## SET EXERCISE
Format the lines of the listing below as a JSON array of strings, one string per line and blank lines omitted. Begin at the line containing "like x=368 y=182." and continue through the line containing "x=110 y=220", including both.
-- start PROVIDED DATA --
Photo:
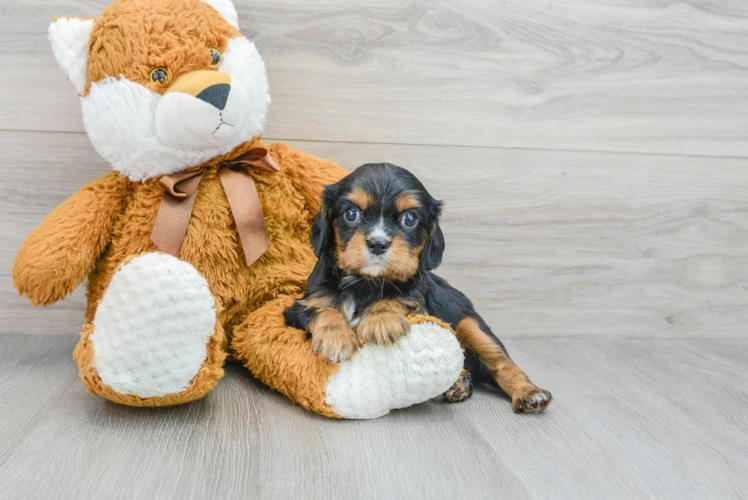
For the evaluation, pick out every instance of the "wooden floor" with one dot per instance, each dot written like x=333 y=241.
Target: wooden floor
x=632 y=419
x=593 y=157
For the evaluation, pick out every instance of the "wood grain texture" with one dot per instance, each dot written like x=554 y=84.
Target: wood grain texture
x=631 y=419
x=547 y=244
x=621 y=75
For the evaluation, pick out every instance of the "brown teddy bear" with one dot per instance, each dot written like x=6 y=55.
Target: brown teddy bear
x=198 y=239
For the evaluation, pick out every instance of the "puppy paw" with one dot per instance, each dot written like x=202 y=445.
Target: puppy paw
x=535 y=399
x=332 y=338
x=383 y=325
x=460 y=390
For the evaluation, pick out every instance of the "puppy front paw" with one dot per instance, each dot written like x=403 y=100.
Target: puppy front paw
x=332 y=339
x=384 y=324
x=533 y=400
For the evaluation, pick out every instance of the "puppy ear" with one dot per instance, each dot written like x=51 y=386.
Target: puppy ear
x=321 y=237
x=431 y=255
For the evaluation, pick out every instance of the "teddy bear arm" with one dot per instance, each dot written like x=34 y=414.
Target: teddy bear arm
x=308 y=173
x=56 y=257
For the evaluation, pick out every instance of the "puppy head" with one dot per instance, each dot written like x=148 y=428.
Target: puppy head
x=380 y=222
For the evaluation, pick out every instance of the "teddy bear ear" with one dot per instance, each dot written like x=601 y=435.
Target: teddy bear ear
x=226 y=9
x=69 y=37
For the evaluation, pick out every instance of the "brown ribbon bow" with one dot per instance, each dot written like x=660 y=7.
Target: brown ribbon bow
x=180 y=191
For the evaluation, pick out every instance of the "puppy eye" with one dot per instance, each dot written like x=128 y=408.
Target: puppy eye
x=352 y=215
x=217 y=57
x=159 y=75
x=409 y=220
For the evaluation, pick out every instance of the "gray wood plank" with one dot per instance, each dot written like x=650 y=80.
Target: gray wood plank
x=547 y=244
x=631 y=419
x=665 y=77
x=35 y=370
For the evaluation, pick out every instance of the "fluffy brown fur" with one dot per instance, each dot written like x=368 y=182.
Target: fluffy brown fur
x=125 y=31
x=110 y=220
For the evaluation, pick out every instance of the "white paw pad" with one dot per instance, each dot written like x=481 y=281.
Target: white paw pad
x=421 y=365
x=152 y=326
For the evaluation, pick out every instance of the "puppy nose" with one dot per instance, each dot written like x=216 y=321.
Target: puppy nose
x=378 y=247
x=216 y=95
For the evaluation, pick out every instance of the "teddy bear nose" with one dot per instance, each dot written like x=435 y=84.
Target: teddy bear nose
x=216 y=95
x=378 y=247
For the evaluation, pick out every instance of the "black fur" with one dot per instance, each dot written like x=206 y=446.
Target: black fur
x=428 y=292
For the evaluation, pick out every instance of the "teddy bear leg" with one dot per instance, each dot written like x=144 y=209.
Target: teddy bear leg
x=155 y=339
x=419 y=366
-- end PROVIDED DATA --
## TASK RESULT
[
  "For the evaluation, pick out every instance of the \"fluffy brown fur\" with one dot per instance, each dot written like x=368 y=182.",
  "Target: fluffy brown fur",
  "x=125 y=31",
  "x=110 y=220"
]